(OBJECTIVE) Please set out the rows below as a Markdown table with the columns "Row" and "Text", starting at the row containing "Question: For every instance of the black and" and ending at the row containing "[(521, 839), (754, 715), (398, 784)]". Number each row and omit blank ones.

(DATA PROVIDED)
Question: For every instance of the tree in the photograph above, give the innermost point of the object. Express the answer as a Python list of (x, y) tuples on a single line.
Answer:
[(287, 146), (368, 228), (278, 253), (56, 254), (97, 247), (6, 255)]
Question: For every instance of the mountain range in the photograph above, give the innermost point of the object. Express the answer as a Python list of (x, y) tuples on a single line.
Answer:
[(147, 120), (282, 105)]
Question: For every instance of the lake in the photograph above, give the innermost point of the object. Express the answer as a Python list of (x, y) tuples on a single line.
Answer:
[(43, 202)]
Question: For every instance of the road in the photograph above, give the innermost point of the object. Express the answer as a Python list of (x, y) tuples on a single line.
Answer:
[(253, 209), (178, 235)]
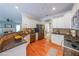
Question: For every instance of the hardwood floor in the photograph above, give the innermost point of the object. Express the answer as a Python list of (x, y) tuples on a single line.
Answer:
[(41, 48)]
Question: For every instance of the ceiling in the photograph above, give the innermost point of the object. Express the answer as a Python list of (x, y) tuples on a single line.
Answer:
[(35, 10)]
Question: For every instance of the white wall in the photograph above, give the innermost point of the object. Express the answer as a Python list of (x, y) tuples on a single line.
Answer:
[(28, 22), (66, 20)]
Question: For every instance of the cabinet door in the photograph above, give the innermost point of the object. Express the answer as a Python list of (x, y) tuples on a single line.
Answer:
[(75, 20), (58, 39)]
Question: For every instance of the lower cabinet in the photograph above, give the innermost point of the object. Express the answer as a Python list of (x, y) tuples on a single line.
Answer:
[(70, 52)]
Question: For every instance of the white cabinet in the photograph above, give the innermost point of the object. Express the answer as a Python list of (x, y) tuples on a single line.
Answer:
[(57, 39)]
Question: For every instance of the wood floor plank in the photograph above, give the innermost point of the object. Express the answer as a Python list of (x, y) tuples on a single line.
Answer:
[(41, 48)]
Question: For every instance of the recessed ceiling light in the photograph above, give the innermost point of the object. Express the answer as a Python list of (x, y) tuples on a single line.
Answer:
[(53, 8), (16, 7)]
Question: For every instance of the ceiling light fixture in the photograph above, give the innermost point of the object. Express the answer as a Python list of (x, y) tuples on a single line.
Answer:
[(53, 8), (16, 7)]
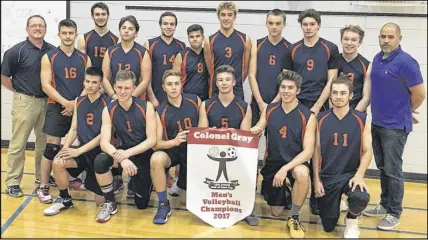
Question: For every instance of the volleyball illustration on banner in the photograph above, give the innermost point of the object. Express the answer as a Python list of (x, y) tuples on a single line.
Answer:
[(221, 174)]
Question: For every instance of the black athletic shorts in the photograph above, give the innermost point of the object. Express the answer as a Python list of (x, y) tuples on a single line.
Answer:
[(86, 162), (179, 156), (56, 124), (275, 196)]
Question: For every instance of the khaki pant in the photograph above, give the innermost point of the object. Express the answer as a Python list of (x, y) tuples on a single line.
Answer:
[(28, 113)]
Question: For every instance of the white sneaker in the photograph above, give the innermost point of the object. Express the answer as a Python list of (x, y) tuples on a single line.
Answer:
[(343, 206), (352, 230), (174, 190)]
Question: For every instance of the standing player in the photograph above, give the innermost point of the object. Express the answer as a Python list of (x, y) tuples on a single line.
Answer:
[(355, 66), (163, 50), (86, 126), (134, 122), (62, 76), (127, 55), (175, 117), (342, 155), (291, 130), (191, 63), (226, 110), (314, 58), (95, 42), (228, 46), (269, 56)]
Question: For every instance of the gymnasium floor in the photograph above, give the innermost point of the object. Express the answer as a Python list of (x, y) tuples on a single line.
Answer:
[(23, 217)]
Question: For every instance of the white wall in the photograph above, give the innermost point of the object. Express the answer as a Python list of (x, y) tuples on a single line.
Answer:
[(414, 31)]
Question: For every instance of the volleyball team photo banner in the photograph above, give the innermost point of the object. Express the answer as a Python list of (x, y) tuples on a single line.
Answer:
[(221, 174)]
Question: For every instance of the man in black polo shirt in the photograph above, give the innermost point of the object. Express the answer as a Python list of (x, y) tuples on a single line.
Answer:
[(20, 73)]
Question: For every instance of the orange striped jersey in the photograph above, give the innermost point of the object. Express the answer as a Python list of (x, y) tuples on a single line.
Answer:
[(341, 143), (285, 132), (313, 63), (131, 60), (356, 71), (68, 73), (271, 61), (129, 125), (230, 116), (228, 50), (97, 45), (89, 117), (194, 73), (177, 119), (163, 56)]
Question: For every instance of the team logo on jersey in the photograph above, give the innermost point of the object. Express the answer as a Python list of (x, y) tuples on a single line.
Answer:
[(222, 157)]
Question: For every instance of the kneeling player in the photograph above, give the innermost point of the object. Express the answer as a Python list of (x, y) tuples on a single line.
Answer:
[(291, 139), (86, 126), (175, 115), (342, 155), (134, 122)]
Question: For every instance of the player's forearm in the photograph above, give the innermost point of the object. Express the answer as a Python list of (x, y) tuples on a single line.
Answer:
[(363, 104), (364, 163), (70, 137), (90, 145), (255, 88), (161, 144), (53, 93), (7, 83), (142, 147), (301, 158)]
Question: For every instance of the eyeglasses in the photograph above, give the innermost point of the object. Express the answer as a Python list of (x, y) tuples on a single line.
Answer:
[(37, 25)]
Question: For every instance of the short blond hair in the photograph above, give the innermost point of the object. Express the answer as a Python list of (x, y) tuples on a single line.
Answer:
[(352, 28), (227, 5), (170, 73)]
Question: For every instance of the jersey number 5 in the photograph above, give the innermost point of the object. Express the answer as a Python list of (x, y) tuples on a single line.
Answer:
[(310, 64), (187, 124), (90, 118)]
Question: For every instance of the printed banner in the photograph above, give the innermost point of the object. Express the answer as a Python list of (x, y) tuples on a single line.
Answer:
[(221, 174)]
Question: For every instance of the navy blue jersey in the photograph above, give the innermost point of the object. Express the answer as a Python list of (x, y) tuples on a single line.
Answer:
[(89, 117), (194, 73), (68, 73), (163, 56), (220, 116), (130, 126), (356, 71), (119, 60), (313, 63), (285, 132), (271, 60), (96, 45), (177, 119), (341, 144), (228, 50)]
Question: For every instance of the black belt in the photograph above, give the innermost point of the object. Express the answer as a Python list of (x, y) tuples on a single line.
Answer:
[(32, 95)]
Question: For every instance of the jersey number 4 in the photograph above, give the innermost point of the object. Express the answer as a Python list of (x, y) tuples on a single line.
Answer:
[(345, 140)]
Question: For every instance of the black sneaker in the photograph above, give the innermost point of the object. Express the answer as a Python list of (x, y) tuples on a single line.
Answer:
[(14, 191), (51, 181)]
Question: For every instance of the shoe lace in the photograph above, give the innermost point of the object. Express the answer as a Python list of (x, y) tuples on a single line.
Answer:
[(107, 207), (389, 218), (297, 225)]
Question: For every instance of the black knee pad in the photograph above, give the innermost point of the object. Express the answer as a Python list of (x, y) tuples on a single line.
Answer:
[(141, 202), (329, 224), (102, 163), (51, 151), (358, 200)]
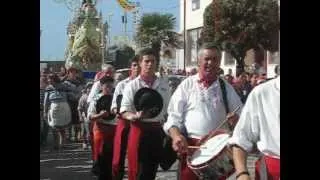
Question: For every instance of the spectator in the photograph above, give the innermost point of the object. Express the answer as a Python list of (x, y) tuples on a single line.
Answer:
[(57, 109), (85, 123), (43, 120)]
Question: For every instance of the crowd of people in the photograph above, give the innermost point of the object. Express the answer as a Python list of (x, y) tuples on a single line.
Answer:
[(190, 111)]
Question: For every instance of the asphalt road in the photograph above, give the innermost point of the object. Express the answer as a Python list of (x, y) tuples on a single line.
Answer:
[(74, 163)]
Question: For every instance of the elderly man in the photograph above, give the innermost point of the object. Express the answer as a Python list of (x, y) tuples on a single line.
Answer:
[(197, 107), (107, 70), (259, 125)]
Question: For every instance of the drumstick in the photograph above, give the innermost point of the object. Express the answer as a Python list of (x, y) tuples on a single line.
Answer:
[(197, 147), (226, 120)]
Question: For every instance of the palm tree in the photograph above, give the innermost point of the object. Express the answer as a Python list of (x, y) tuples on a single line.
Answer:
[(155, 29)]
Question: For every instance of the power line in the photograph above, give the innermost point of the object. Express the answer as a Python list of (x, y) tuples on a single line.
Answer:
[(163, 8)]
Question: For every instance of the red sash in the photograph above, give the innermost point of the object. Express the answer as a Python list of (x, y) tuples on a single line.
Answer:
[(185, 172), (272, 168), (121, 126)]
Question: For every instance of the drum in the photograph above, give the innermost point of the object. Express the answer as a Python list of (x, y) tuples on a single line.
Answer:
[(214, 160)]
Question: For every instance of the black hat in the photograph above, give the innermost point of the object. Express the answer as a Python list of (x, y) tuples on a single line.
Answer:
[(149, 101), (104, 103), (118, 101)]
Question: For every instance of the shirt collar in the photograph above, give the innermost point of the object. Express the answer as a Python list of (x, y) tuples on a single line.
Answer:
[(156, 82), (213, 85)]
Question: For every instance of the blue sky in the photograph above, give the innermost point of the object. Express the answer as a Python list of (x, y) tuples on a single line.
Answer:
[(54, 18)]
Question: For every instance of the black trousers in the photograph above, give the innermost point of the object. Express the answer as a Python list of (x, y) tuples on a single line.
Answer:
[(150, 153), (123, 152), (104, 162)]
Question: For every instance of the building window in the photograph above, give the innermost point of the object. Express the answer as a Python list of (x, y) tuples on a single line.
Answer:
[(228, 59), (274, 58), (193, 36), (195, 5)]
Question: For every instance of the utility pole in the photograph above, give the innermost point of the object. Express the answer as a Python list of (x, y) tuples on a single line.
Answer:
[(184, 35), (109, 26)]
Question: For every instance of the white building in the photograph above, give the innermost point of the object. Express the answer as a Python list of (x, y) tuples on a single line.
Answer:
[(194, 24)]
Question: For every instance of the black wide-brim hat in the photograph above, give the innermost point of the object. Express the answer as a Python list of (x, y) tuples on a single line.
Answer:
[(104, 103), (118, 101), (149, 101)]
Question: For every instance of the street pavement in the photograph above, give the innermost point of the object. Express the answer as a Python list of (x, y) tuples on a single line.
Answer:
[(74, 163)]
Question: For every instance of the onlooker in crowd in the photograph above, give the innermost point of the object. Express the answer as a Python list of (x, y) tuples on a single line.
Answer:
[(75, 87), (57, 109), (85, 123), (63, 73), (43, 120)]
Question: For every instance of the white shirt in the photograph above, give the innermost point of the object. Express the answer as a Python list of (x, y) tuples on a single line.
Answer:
---
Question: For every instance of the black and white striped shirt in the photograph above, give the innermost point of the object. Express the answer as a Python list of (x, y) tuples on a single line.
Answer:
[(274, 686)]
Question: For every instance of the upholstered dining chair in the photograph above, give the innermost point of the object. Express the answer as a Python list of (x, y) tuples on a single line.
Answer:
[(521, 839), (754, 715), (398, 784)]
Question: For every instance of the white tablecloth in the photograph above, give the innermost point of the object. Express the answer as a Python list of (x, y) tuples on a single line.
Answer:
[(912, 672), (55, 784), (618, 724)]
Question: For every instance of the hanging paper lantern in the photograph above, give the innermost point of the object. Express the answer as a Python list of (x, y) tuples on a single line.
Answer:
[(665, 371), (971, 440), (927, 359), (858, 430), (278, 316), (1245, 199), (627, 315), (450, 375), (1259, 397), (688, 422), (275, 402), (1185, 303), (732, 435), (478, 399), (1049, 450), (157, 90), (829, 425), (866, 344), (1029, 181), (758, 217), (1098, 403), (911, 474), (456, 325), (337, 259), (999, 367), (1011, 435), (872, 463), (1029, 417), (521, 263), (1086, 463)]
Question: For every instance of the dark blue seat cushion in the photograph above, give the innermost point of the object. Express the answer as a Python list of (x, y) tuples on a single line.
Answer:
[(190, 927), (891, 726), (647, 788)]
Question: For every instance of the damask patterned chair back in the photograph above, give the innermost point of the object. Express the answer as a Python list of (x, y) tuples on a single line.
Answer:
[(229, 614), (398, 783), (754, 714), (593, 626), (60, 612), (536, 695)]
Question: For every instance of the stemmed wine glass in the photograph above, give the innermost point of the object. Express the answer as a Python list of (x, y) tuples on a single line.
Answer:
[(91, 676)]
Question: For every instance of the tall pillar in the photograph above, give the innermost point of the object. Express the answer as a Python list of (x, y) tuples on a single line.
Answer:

(SOLUTION FOR THIS PROBLEM)
| Row | Text |
|---|---|
| 1 | Question: For every instance of the black and white striped shirt in the photograph above, give the innermost point of the object. Express the answer as a Python list of (x, y) tuples on a single line. |
| 2 | Answer: |
| 3 | [(274, 686)] |
| 4 | Question: For every instance of the upholstered dining chair in the photograph above, give the innermost point of the object. Express the answer as a Python list of (x, y) tuples on a single line. |
| 5 | Answer: |
| 6 | [(521, 839), (754, 715), (398, 784)] |